PASSAGE PROVIDED:

[Start of section]

Coastal Common Sense

When Clark Kent emerged from the phone booth, he promised to serve truth, justice and the American way. When my grandmother promised me there were no nighttime monsters in her guest bedroom closet, I took that as the truth and trusted her. But today the nagging question in our culture remains what is the truth and who can we trust to tell it?

Unfortunately, our society has evolved, some say digressed, into a place where there are many truths - yours, mine and ours. This thinking is the product of a Godless culture that embraces moral relativism and its incendiary offspring of no absolute right and wrong, selfish ambition at any cost and the resulting divisive identity politics affecting every facet of our lives.

With no absolute right and wrong to guide our personal and commercial behavior and negate the sinful tendencies of our human nature, we are left rudderless to navigate whatever social winds blow us around. If someone says killing babies and old people is acceptable, we have no moral guardrails to refute such heinous acts. If perverse sexual lifestyles show up on beer can labels we have no guidelines to tell us that's wrong. We fear being negatively labeled by those few who are controlling the microphone

A lack of absolute right and wrong means there is no real truth. Truth then becomes whatever you want it to be; whatever serves your purpose at the moment. Lack of enduring truth enables us to behave in any way that is expedient to our profit motive, prurient moral desires or political narrative.

Without truth to guide our actions, selfish ambition becomes the accepted, and even the honored way to act. Getting ahead with all the outward signs of affluence and critical peer acclaim becomes the ultimate meaning of life to be attained by whatever surreptitious means are available. The ends justify the means and shady characters like George Soros and Jeffrey Epstein become public icons.

Once the absence of truth becomes pervasive in a culture with no absolute right or wrong and where selfish ambition is the priority, then it's only a matter of time before a Godless theorist like Saul Alinsky and a smooth talking devil like Barack Obama surface to take us to the next darker levels of identity politics.

[End of section]

ENTRIES SHOWN:
[Start of section]

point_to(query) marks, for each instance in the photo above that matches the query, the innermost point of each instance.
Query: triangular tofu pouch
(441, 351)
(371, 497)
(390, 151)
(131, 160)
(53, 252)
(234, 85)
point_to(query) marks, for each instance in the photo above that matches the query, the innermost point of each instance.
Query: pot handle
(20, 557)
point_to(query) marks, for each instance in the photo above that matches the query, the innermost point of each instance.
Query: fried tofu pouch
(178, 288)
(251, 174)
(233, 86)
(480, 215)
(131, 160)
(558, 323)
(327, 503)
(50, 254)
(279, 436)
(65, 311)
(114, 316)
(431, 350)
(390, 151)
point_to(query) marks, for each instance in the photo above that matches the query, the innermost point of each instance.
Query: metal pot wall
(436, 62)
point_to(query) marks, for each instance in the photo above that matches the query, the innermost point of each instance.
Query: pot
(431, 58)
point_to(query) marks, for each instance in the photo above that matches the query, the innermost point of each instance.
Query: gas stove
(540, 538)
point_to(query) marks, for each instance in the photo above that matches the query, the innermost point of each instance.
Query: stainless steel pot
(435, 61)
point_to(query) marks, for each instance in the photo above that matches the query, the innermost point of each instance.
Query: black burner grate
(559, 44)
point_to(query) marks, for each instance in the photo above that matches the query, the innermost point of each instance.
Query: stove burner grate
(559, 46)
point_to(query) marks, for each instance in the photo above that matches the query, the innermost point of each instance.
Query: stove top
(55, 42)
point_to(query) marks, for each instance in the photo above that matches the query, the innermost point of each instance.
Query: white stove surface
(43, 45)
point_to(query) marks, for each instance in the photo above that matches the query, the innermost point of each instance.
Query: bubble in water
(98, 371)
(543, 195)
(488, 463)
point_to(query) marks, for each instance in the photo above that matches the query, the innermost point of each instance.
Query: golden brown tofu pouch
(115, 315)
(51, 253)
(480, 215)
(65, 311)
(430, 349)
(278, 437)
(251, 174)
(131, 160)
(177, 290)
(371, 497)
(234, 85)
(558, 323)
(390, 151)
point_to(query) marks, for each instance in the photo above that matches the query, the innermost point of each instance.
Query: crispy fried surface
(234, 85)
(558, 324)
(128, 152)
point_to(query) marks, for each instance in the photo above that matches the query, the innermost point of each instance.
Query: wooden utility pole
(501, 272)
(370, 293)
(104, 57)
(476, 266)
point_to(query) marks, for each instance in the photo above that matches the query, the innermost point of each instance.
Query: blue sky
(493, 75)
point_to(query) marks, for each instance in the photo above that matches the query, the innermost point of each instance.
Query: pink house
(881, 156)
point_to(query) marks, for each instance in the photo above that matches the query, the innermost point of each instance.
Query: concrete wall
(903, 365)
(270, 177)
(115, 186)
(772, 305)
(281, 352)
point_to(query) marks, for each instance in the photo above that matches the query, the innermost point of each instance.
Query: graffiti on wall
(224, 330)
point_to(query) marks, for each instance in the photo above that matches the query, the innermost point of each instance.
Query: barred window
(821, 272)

[End of section]

EXERCISES:
**A.** In the essay on truth in our culture, what did Clark Kent promise to serve when he emerged from the phone booth?
**B.** Proceed with the essay on truth in our culture, picking up after its final sentence.

ANSWERS GIVEN:
**A.** Truth, justice and the American way.

**B.**
In an effort to concentrate and retain political power in the hands of a few selfrighteous elites, they use the absence of truth to create jealousy and fear among disparate social groups. They use race, gender, income and ethnicity to divide us. Degenerate Hollywood stars and irresponsible professional athletes are worshiped as unholy cultural role models and anyone who doesn't emulate them is ostracized from the social ingroup. See Colin Kappenick, LeBron James or Madonna.

The COVID-19 Coronaphobia ushered in hate among opposing political factions and subsequently funneled trillions of dollars of government control to settle those disputes through greater dependency on the state. Fear and loathing filled the vacuum where truth was missing and allowed deceitful bureaucrats to subvert medical science with political science. And the masses trusted the elites allowing identity politics to separate us into rival groups engaged in tribal warfare across the country. See Tony Fauci.

Pontius Pilate cynically asked what is truth, and Jesus trustfully answered that His message was the truth, the light and the way. The only real truth we can trust is the gospel message. It's the foundation that absolute right and wrong is built on. It's the cornerstone for the golden rule that should guide all our personal relationships and commercial dealings. And it's the beacon on the hill that can fairly enlighten the governance of a truly civilized society.

Without the gospel message to show us the real truth, Clark Kent stays in the phone booth and the monsters come out of my grandmother's bedroom closet.